• **Task to complete**
Would you transcribe each entry precisely as it stands, setting aside any images?

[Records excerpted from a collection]
- Opening Delimiter -

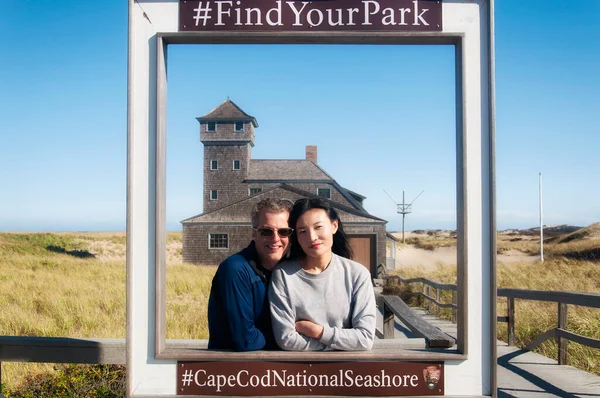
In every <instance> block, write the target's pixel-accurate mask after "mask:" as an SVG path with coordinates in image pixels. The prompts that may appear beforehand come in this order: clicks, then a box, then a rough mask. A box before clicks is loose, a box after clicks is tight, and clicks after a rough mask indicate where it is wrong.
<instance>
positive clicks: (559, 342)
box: [498, 289, 600, 365]
mask: <svg viewBox="0 0 600 398" xmlns="http://www.w3.org/2000/svg"><path fill="white" fill-rule="evenodd" d="M498 297H506V298H507V300H506V307H507V315H506V316H498V322H506V323H508V345H514V343H515V323H516V319H515V299H521V300H534V301H549V302H555V303H557V304H558V322H557V327H555V328H552V329H550V330H547V331H546V332H544V333H542V334H541V335H540V336H539V337H537V338H536V339H535V340H533V341H532V342H531V343H529V344H528V345H527V346H526V347H525V349H526V350H533V349H535V348H536V347H537V346H539V345H540V344H542V343H543V342H544V341H546V340H548V339H551V338H556V339H557V340H558V341H557V343H558V364H559V365H566V364H567V363H568V356H567V344H568V342H569V340H570V341H574V342H576V343H579V344H581V345H584V346H587V347H592V348H598V349H600V340H598V339H592V338H589V337H585V336H581V335H579V334H576V333H573V332H569V331H568V330H567V323H568V322H567V314H568V313H567V310H568V305H569V304H570V305H579V306H583V307H590V308H600V294H593V293H573V292H553V291H546V290H522V289H498Z"/></svg>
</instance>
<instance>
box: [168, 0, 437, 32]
mask: <svg viewBox="0 0 600 398" xmlns="http://www.w3.org/2000/svg"><path fill="white" fill-rule="evenodd" d="M236 29H238V30H261V29H262V30H311V29H312V30H328V31H330V30H430V31H439V30H441V4H440V2H436V1H425V0H412V1H407V0H347V1H341V0H338V1H336V0H334V1H315V2H312V1H285V0H276V1H259V0H213V1H206V0H202V1H184V2H182V3H180V30H187V31H190V30H192V31H193V30H197V31H202V30H236Z"/></svg>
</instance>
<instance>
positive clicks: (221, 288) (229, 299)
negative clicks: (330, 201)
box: [208, 199, 293, 351]
mask: <svg viewBox="0 0 600 398" xmlns="http://www.w3.org/2000/svg"><path fill="white" fill-rule="evenodd" d="M291 209H292V202H290V201H289V200H280V199H264V200H262V201H260V202H258V203H256V204H255V205H254V206H253V208H252V214H251V216H252V242H250V245H249V246H248V247H246V248H245V249H244V250H242V251H240V252H239V253H236V254H234V255H232V256H229V257H228V258H226V259H225V260H224V261H223V262H222V263H221V264H220V265H219V268H218V269H217V273H216V274H215V277H214V278H213V282H212V286H211V289H210V298H209V300H208V329H209V334H210V337H209V340H208V348H209V349H233V350H235V351H252V350H261V349H274V348H277V345H276V343H275V340H274V337H273V331H272V328H271V315H270V312H269V300H268V291H269V281H270V279H271V271H272V270H273V268H275V266H276V265H277V264H278V263H279V262H280V261H281V259H282V258H283V257H284V255H285V254H287V253H288V247H289V244H290V235H291V234H292V232H293V230H292V229H291V228H289V227H288V218H289V215H290V211H291Z"/></svg>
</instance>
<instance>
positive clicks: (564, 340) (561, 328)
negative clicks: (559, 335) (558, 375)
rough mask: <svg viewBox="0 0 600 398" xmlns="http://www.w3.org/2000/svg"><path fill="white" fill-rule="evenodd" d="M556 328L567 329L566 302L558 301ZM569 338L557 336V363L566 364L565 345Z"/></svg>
mask: <svg viewBox="0 0 600 398" xmlns="http://www.w3.org/2000/svg"><path fill="white" fill-rule="evenodd" d="M558 328H559V329H563V330H567V304H565V303H558ZM568 344H569V340H567V339H565V338H562V337H558V364H559V365H567V364H568V358H567V345H568Z"/></svg>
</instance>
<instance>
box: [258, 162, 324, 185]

- Closing Delimiter -

• **Task output**
In every <instance> block, write the target's pixel-accurate mask after "mask:" as an SVG path with coordinates in image pixels. The prompts that may appear beforehand come in this order: clicks, then a box, then a rough mask. A box before clicks is loose, a box after clicks is tight, and clicks after a rough mask indicate where it is wrong.
<instance>
positive clicks: (559, 342)
box: [498, 289, 600, 365]
mask: <svg viewBox="0 0 600 398" xmlns="http://www.w3.org/2000/svg"><path fill="white" fill-rule="evenodd" d="M498 297H506V298H507V300H506V307H507V315H506V316H498V322H506V323H508V345H514V343H515V323H516V319H515V299H521V300H534V301H549V302H555V303H557V304H558V322H557V327H555V328H552V329H550V330H547V331H546V332H544V333H542V334H541V335H540V336H539V337H537V338H536V339H535V340H533V341H532V342H531V343H529V344H528V345H527V346H526V347H525V349H526V350H533V349H535V348H536V347H537V346H539V345H540V344H542V343H543V342H544V341H546V340H548V339H551V338H556V339H557V340H558V341H557V343H558V364H559V365H566V364H567V363H568V356H567V344H568V342H569V340H570V341H574V342H576V343H579V344H581V345H584V346H587V347H592V348H598V349H600V340H598V339H592V338H589V337H585V336H581V335H579V334H576V333H573V332H569V331H568V330H567V323H568V322H567V314H568V313H567V310H568V305H569V304H570V305H579V306H583V307H590V308H600V294H593V293H573V292H553V291H546V290H522V289H498Z"/></svg>
</instance>
<instance>
box: [168, 0, 437, 32]
mask: <svg viewBox="0 0 600 398" xmlns="http://www.w3.org/2000/svg"><path fill="white" fill-rule="evenodd" d="M236 29H238V30H261V29H262V30H311V29H312V30H328V31H330V30H430V31H439V30H441V4H440V2H436V1H425V0H412V1H407V0H347V1H341V0H338V1H336V0H334V1H315V2H312V1H285V0H276V1H259V0H213V1H206V0H202V1H184V2H182V3H180V30H187V31H190V30H192V31H193V30H197V31H202V30H236Z"/></svg>
</instance>
<instance>
positive clicks: (221, 288) (229, 299)
negative clicks: (330, 201)
box: [208, 199, 293, 351]
mask: <svg viewBox="0 0 600 398" xmlns="http://www.w3.org/2000/svg"><path fill="white" fill-rule="evenodd" d="M291 209H292V202H290V201H289V200H280V199H264V200H262V201H260V202H258V203H256V204H255V205H254V206H253V208H252V214H251V216H252V242H250V245H249V246H248V247H246V248H245V249H244V250H242V251H240V252H239V253H236V254H234V255H232V256H229V257H228V258H226V259H225V260H224V261H223V262H222V263H221V264H220V265H219V268H218V269H217V273H216V274H215V277H214V278H213V282H212V286H211V289H210V298H209V300H208V329H209V334H210V337H209V340H208V348H209V349H233V350H235V351H252V350H261V349H274V348H277V345H276V343H275V340H274V337H273V331H272V328H271V315H270V312H269V300H268V291H269V281H270V279H271V271H272V270H273V268H275V266H276V265H277V264H278V263H279V262H280V261H281V259H282V258H283V257H284V255H285V254H287V253H288V247H289V244H290V235H291V234H292V232H293V230H292V229H291V228H289V227H288V218H289V215H290V211H291Z"/></svg>
</instance>
<instance>
positive clicks: (564, 340) (561, 328)
negative clicks: (559, 335) (558, 375)
rough mask: <svg viewBox="0 0 600 398" xmlns="http://www.w3.org/2000/svg"><path fill="white" fill-rule="evenodd" d="M556 328L567 329L566 302L558 301ZM569 338L557 336V363L566 364L565 345Z"/></svg>
mask: <svg viewBox="0 0 600 398" xmlns="http://www.w3.org/2000/svg"><path fill="white" fill-rule="evenodd" d="M558 328H559V329H563V330H567V304H565V303H558ZM568 344H569V340H567V339H565V338H562V337H558V364H559V365H567V364H568V358H567V345H568Z"/></svg>
</instance>
<instance>
box: [258, 162, 324, 185]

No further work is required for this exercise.